Page excerpt —
It is in writing, which makes it more solid, and truer, like there is nothing else really to discuss.
It makes them want your product or services more.
Build a buffer
Never begin with your final offer. Give yourself a sufficient “cushion” between what you are asking for and what you want. This will enable you to make compromises without giving up anything important, and demonstrates to the other party that you are flexible.
Be the world’s best listener
Watch the body language closely. Read what isn’t being said.
Negotiations are often emotional, so taking the time to acknowledge your counterpart’s feelings, rather than minimizing them, can help bring things into balance.
Paraphrase what was said, reflecting the last few words, asking open-ended questions to provide further insight, and encouraging by giving a head nod or saying “I see.”
Try to listen more than you speak; utilize silence and pausing; and build rapport and trust, which can lead to a better agreement.
Body language can affect the way information is received and presented. Fidgeting, nail biting or twitching can indicate nervousness or lack of confidence. It could also distract others from what you’re trying to say.
Always negotiate in person
People are more connected to their phones and computers than ever, making it hard even to get them to meet in person. But it will be more effective when you do.
A great negotiator, when needed, uses his emotions, family, heritage, spirituality, body language, fashion, sexuality, humor, and everything else in between to win, to make a deal happen.
However, if the phone is your only option, note the importance of having an agenda, knowing what you want out of the call before making it, and using few words.

Instructions to follow —
Echo the negotiation tips word for word, from start to finish. These records were taken from a separate source.

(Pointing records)
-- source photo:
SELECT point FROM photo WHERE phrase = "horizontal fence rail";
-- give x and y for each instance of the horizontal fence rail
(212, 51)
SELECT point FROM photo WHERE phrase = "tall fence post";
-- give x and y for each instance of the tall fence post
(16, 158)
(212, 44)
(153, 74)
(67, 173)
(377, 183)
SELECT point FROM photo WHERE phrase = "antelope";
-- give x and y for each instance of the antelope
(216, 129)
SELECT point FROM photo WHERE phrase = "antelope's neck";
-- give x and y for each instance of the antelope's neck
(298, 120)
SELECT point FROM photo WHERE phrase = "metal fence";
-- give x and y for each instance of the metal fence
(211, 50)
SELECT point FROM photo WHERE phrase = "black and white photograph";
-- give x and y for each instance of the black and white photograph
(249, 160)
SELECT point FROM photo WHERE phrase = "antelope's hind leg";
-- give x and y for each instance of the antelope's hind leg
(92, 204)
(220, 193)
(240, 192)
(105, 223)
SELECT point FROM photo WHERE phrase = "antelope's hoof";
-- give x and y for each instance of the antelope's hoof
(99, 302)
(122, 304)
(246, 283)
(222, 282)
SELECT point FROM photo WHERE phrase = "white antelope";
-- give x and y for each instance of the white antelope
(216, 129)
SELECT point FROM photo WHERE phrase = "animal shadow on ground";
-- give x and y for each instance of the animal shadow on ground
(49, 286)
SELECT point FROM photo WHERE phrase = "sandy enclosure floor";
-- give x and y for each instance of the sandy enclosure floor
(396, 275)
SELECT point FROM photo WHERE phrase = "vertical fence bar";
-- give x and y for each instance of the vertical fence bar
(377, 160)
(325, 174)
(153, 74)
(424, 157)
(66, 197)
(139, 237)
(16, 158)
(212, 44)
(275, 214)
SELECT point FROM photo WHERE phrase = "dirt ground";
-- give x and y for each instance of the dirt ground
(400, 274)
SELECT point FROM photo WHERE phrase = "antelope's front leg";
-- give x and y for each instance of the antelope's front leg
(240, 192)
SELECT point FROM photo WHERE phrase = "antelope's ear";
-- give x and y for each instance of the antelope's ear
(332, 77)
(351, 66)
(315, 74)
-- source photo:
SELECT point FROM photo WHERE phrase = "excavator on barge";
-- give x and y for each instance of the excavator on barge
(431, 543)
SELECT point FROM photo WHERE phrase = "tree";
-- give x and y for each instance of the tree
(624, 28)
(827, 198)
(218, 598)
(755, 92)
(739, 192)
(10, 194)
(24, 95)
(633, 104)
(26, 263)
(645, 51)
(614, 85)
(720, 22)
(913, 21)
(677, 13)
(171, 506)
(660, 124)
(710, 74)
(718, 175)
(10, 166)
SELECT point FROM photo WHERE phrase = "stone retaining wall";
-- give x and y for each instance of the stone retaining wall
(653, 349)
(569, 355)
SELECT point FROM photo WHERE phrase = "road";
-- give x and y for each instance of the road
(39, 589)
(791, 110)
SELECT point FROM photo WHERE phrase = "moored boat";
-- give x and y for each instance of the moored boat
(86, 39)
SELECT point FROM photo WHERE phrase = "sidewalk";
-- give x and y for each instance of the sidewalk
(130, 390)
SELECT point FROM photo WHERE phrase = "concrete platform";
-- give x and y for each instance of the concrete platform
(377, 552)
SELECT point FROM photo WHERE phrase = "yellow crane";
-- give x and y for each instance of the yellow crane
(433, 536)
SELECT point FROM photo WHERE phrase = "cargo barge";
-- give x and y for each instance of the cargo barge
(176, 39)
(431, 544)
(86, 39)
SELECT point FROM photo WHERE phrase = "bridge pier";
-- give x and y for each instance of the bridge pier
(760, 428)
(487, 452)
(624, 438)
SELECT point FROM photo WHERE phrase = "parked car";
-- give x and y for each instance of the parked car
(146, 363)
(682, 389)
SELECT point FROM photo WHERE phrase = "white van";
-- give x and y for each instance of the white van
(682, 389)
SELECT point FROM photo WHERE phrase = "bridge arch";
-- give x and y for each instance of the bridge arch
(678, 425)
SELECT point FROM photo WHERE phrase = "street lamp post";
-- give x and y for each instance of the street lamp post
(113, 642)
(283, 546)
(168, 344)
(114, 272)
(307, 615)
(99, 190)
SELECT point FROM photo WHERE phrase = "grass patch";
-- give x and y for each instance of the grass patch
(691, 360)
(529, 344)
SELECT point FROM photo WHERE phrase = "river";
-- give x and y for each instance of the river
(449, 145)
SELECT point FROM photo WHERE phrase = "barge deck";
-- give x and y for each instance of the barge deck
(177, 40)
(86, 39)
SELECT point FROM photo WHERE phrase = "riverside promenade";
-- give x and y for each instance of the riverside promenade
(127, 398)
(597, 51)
==
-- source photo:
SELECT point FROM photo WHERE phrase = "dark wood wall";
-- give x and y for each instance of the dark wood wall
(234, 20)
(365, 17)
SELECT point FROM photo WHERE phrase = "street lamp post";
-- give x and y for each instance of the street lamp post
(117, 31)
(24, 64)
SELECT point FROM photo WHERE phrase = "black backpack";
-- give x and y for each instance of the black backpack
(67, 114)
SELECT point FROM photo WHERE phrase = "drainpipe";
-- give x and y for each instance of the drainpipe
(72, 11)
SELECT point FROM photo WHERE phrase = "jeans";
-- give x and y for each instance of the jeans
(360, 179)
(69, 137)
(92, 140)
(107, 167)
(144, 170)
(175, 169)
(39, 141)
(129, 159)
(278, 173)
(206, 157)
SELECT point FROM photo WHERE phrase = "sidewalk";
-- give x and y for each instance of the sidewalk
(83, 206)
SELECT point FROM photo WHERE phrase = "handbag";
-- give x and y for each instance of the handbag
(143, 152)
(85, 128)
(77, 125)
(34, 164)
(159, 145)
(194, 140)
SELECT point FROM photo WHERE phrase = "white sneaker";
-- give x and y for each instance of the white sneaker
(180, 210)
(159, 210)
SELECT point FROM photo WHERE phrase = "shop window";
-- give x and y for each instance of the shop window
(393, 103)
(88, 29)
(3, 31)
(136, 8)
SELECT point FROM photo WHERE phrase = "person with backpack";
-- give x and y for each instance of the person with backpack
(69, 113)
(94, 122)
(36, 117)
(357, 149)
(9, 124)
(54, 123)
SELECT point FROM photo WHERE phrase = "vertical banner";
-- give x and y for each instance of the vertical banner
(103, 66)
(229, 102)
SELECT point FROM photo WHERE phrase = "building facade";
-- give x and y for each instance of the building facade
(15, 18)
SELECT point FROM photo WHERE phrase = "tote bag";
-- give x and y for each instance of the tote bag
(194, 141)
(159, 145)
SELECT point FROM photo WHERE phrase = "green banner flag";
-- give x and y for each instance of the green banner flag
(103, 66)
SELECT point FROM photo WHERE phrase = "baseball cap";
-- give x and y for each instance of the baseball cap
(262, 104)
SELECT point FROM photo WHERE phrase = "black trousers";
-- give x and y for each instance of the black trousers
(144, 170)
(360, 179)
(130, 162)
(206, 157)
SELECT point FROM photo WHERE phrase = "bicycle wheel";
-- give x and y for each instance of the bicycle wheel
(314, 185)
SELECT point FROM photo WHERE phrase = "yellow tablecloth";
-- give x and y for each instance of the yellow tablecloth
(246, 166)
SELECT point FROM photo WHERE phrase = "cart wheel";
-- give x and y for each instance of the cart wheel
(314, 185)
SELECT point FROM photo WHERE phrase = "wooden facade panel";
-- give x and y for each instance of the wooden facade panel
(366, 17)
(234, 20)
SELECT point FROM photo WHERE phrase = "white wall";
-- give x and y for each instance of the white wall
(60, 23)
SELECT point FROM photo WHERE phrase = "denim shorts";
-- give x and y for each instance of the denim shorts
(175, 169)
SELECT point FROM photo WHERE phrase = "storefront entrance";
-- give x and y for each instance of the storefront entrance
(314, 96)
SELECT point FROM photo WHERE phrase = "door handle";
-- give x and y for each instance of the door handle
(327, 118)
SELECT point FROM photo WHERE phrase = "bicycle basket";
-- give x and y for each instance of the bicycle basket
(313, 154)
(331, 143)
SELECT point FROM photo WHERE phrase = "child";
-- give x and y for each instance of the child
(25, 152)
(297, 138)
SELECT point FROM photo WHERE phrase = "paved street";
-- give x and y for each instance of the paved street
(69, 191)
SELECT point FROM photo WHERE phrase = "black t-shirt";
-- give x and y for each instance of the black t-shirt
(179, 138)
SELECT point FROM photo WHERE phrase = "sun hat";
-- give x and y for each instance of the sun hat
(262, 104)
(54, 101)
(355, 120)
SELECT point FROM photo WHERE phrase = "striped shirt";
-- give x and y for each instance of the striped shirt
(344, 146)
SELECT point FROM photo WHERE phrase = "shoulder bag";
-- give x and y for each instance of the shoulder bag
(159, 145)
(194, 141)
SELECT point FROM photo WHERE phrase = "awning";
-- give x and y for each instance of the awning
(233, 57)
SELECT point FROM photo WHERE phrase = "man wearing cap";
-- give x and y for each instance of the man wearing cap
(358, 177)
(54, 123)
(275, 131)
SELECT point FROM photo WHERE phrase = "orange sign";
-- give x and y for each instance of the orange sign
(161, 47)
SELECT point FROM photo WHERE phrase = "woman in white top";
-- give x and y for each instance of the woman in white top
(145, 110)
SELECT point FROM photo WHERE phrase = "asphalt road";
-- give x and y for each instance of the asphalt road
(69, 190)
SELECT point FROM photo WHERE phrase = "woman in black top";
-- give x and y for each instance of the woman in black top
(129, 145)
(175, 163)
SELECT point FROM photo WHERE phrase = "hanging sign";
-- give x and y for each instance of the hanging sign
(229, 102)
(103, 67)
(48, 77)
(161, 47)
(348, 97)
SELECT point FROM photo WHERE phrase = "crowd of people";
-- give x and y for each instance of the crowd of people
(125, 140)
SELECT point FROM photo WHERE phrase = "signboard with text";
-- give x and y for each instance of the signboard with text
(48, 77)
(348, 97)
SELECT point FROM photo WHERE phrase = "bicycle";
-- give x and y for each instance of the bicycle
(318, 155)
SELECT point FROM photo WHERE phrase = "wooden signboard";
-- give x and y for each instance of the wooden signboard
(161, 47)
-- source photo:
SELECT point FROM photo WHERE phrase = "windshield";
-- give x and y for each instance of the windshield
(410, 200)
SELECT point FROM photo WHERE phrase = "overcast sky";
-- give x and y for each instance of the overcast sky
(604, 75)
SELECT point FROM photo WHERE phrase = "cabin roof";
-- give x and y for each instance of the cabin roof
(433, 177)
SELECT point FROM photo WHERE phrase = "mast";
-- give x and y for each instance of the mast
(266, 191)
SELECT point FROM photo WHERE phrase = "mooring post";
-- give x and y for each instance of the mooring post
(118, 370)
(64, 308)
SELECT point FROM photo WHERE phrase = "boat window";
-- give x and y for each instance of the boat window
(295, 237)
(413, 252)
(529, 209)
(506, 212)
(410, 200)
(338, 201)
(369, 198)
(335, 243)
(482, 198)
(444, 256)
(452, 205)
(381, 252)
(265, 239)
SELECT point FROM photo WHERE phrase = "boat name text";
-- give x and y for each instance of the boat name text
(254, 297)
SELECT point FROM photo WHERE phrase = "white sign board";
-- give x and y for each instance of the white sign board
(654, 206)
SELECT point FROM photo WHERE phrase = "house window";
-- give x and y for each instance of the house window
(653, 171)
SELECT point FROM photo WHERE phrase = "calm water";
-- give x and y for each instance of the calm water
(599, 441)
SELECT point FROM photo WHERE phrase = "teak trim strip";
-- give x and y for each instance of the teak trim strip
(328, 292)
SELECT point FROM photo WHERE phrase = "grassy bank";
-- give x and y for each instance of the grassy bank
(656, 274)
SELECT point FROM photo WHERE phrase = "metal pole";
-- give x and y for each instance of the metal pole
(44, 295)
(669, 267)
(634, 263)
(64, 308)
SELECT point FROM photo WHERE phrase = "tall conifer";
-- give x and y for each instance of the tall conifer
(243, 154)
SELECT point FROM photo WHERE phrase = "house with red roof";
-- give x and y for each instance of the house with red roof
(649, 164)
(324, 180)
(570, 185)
* * *
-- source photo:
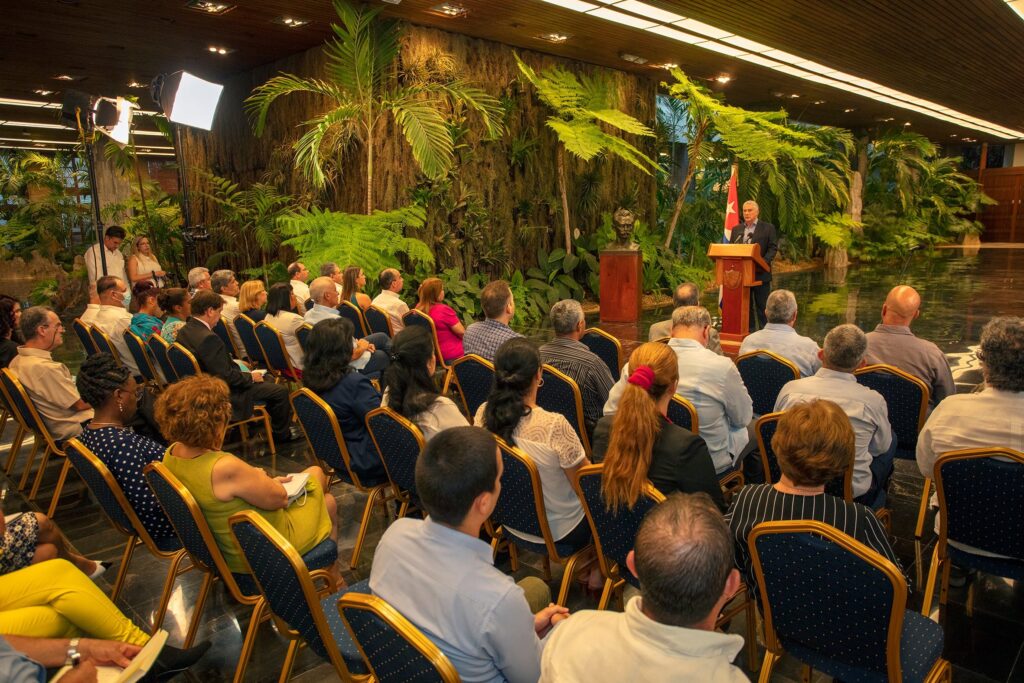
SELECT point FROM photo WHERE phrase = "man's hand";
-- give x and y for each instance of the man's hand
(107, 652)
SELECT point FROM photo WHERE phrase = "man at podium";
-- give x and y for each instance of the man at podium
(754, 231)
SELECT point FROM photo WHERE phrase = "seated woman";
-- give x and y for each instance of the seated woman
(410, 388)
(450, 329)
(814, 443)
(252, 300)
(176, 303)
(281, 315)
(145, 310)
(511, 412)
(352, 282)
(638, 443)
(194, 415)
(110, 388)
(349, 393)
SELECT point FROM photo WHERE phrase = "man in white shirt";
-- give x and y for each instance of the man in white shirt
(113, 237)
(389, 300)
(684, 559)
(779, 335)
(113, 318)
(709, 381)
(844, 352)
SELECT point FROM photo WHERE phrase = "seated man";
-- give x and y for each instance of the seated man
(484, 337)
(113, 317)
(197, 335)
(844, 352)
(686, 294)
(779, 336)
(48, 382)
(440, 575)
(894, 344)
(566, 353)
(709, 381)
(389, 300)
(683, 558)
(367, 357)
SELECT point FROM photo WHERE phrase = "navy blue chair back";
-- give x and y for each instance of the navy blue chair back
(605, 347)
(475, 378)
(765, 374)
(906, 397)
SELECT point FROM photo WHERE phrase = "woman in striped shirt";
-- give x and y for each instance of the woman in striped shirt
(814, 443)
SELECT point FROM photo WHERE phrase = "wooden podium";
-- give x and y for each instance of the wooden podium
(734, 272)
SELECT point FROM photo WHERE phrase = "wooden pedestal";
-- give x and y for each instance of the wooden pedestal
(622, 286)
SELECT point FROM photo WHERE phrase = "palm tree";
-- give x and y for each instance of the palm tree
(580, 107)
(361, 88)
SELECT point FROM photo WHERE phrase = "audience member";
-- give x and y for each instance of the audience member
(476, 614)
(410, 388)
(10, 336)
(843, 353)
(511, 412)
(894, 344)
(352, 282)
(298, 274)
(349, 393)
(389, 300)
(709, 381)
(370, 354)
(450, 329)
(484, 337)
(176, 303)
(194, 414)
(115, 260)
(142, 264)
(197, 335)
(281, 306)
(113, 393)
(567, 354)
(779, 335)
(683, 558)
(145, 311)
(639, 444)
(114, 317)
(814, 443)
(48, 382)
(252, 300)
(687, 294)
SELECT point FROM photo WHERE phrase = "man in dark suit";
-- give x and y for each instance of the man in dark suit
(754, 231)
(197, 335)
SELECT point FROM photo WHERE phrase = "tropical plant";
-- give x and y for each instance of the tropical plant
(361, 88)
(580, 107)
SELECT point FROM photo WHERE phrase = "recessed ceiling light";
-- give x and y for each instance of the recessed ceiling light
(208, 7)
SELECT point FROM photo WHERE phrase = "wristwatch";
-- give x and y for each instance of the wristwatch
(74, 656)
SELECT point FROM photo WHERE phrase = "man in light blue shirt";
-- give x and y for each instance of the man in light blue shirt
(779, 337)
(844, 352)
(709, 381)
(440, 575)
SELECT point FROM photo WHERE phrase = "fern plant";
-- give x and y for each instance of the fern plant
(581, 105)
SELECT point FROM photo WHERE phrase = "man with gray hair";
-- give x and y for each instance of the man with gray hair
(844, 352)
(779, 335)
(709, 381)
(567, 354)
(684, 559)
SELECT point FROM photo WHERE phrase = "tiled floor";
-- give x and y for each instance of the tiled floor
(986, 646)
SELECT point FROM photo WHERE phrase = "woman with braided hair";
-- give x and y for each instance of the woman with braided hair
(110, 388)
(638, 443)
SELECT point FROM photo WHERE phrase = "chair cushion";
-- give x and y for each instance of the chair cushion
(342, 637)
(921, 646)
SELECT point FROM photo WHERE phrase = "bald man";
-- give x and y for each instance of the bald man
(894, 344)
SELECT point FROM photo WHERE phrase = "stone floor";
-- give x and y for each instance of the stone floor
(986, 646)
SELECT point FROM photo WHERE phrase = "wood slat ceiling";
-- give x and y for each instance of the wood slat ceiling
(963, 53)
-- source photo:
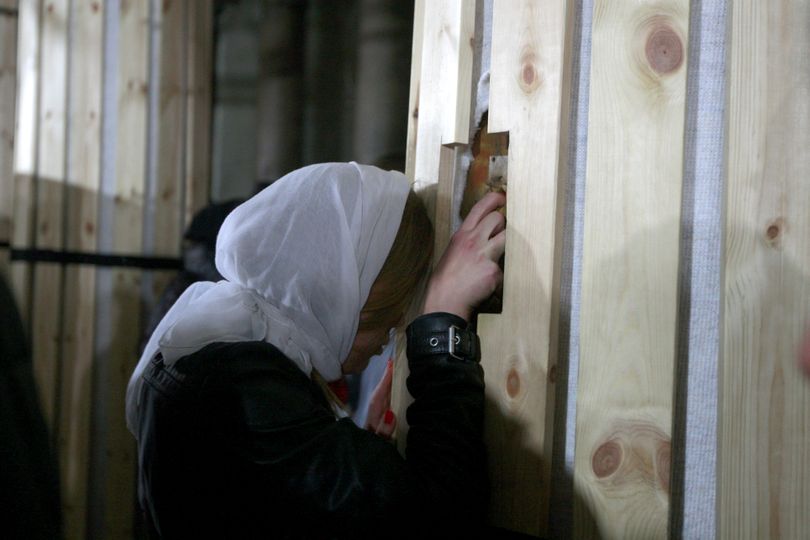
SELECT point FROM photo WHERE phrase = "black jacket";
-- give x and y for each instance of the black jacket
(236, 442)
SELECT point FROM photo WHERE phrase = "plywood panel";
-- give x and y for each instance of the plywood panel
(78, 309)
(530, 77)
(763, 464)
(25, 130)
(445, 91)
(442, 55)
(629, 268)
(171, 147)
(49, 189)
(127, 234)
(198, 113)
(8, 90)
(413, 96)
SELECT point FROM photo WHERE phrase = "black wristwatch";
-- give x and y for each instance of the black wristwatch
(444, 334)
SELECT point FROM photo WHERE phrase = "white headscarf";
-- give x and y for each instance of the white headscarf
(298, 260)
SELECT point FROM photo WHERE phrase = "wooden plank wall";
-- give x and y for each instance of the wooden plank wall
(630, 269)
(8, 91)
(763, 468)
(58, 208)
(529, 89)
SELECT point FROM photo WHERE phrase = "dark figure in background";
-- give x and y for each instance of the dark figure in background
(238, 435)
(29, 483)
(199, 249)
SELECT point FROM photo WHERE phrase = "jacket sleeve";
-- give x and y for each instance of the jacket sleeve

The result —
It is in writing, which makes it more solid, and truer, like there is nothing else really to discuss.
It makes them want your product or services more.
Build a buffer
Never begin with your final offer. Give yourself a sufficient “cushion” between what you are asking for and what you want. This will enable you to make compromises without giving up anything important, and demonstrates to the other party that you are flexible.
Be the world’s best listener
Watch the body language closely. Read what isn’t being said.
Negotiations are often emotional, so taking the time to acknowledge your counterpart’s feelings, rather than minimizing them, can help bring things into balance.
Paraphrase what was said, reflecting the last few words, asking open-ended questions to provide further insight, and encouraging by giving a head nod or saying “I see.”
Try to listen more than you speak; utilize silence and pausing; and build rapport and trust, which can lead to a better agreement.
Body language can affect the way information is received and presented. Fidgeting, nail biting or twitching can indicate nervousness or lack of confidence. It could also distract others from what you’re trying to say.
Always negotiate in person
People are more connected to their phones and computers than ever, making it hard even to get them to meet in person. But it will be more effective when you do.
A great negotiator, when needed, uses his emotions, family, heritage, spirituality, body language, fashion, sexuality, humor, and everything else in between to win, to make a deal happen.
However, if the phone is your only option, note the importance of having an agenda, knowing what you want out of the call before making it, and using few words.